DOCUMENT SECTION ::
====
The OSIRIS-REx spacecraft will travel to a near-Earth carbonaceous asteroid (101955) 1999 RQ36, study it in detail, and bring back a sample (at least 60 grams or 2.1 ounces) to Earth.

"When an asteroid makes a close pass to Earth, the gravitational pull from our planet changes the asteroid's orbit," says Beshore. "However, how this change will affect the evolution of the asteroid's orbit is difficult for us to predict because there are also other small forces continuously acting on the asteroid to change its orbit.

The most significant of these smaller forces is the Yarkovsky effect -- a minute push on an asteroid that happens when it is warmed up by the sun and then later re-radiates this heat in a different direction as infrared radiation."

"A brick building can feel warm even in the early evening hours, because it is radiating away the heat accumulated from an entire day of sunshine," says Beshore. In the same way, an asteroid radiates most of its heat from its late "afternoon side," giving it the small Yarkovsky push which is variable depending mostly on the asteroid's size, shape and composition.

NASA's OSIRIS-REx mission (Origins, Spectral Interpretation, Resource Identification, Security, and Regolith Explorer) will make the most precise measurements of the Yarkovsky effect to date by visiting a PHA called "1999 RQ36" or just "RQ36."

"For such a large object, it has one of the highest known probabilities of impacting Earth, a 1 in 2,400 chance late in the 22nd century, according to calculations by Steve Chesley, an astronomer at NASA's Jet Propulsion Laboratory," said Beshore. RQ36 is about 457 meters (500 yards) across.

OSIRIS-REx - which is scheduled for launch in 2016, will arrive at RQ36 in 2018 and orbit the asteroid until 2021. By communicating continuously with a spacecraft in orbit around RQ36, the team will get a much better idea of the a steroid's orbit.

"We expect OSIRIS-REx will enable us to make an estimate of the Yarkovsky force on RQ36 at least twice as precise as what's available now," says Jason Dworkin, OSIRIS-REx project scientist at NASA's Goddard Space Flight Center in Greenbelt, Md.

Click on image to enlarge

This is an artist's concept of the OSIRIS-REx spacecraft near asteroid 1999 RQ36. Credit: NASA Goddard Space Flight Center

The team will use what it learns about the Yarkovsky effect on RQ36 to help estimate the effects on other asteroids. "What we want to be able to do is create a model that says okay if you give me an asteroid of this size, made of this composition, with this kind of topography, I can estimate for you what the Yarkovsky effect will be," says Beshore.
====
GIVEN INSTRUCTION :: Write out the OSIRIS-REx text word for word, everything from "NASA's OSIRIS-REx mission" down to "(500 yards) across.". The records that come next are separate material, unrelated to the OSIRIS-REx text.
====
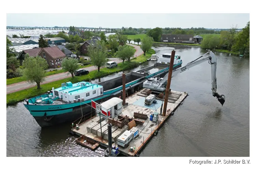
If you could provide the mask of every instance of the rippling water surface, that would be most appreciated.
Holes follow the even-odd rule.
[[[157,54],[175,49],[183,65],[206,51],[185,47],[155,47]],[[217,92],[226,96],[223,107],[212,96],[207,62],[173,78],[171,88],[190,95],[152,138],[140,156],[249,156],[249,60],[216,53]],[[140,66],[138,70],[151,65]],[[129,72],[129,71],[127,71]],[[122,73],[107,78],[120,75]],[[70,123],[41,129],[22,103],[7,108],[8,156],[103,156],[77,144]]]

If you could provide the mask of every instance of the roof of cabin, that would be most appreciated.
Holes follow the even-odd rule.
[[[93,89],[102,87],[102,86],[99,84],[94,84],[89,82],[83,81],[72,84],[72,86],[65,85],[55,89],[54,90],[58,92],[67,92],[69,95],[75,95],[88,92]]]
[[[100,105],[101,105],[101,107],[108,110],[114,106],[118,103],[122,102],[123,102],[123,100],[117,97],[113,97],[105,102],[103,102]]]

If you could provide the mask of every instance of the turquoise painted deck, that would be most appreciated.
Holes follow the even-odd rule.
[[[82,83],[84,83],[84,85],[83,85]],[[99,84],[83,81],[73,84],[72,86],[65,86],[61,87],[55,89],[54,90],[58,92],[62,91],[65,93],[67,92],[69,95],[74,95],[89,91],[94,89],[102,87],[103,86]]]
[[[173,66],[173,67],[176,67],[179,65],[181,65],[182,63],[182,62],[177,64],[174,65]],[[126,84],[126,87],[128,87],[130,85],[132,86],[133,85],[139,82],[140,81],[148,79],[155,76],[157,74],[166,71],[168,71],[169,69],[169,67],[168,67],[164,69],[157,71],[155,73],[131,82]],[[85,84],[86,85],[85,86],[86,87],[81,87],[81,84],[80,84],[81,83],[85,83]],[[69,82],[67,82],[67,84],[69,84]],[[98,86],[98,87],[97,87],[97,85]],[[72,84],[72,86],[69,86],[68,85],[67,86],[65,86],[63,87],[61,87],[55,89],[54,90],[58,91],[62,91],[65,92],[66,92],[66,91],[68,91],[69,93],[71,93],[72,94],[74,95],[77,94],[81,93],[81,92],[83,92],[83,91],[84,91],[84,92],[85,92],[89,90],[91,90],[93,88],[98,88],[99,87],[103,87],[102,86],[100,85],[99,84],[92,84],[89,82],[83,81],[79,83],[74,83]],[[97,101],[98,100],[109,97],[111,96],[112,94],[114,94],[118,91],[122,90],[122,89],[123,86],[121,86],[111,90],[107,90],[106,91],[103,91],[103,95],[102,96],[96,97],[94,98],[91,99],[89,100],[84,101],[83,102],[86,104],[90,104],[91,100],[92,100],[95,101]],[[52,95],[52,94],[50,94]],[[30,99],[29,99],[29,102],[30,103],[34,104],[35,101],[36,99],[40,97],[44,98],[48,97],[48,94],[44,94],[40,95]],[[58,97],[55,99],[53,100],[56,100],[57,99],[58,99]],[[142,100],[142,101],[138,101],[137,103],[134,103],[134,104],[137,104],[138,105],[139,105],[142,104],[143,104],[144,105],[144,100],[145,98],[144,98],[144,100],[143,100],[143,101]],[[151,108],[150,106],[148,106],[148,108],[154,108],[155,109],[155,107],[156,107],[156,108],[159,108],[159,107],[160,107],[161,104],[161,101],[157,100],[157,102],[156,103],[152,105],[152,106],[153,106],[153,107],[154,107],[154,108]],[[30,114],[33,116],[43,116],[46,112],[47,112],[47,115],[49,116],[59,115],[70,112],[72,112],[73,108],[80,106],[81,104],[81,103],[80,102],[62,103],[59,104],[54,105],[27,105],[24,104],[24,105],[26,108],[29,111]],[[82,105],[85,104],[83,103],[82,103]],[[147,106],[146,106],[146,107]]]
====
FULL SOLUTION ::
NASA's OSIRIS-REx mission (Origins, Spectral Interpretation, Resource Identification, Security, and Regolith Explorer) will make the most precise measurements of the Yarkovsky effect to date by visiting a PHA called "1999 RQ36" or just "RQ36."

"For such a large object, it has one of the highest known probabilities of impacting Earth, a 1 in 2,400 chance late in the 22nd century, according to calculations by Steve Chesley, an astronomer at NASA's Jet Propulsion Laboratory," said Beshore. RQ36 is about 457 meters (500 yards) across.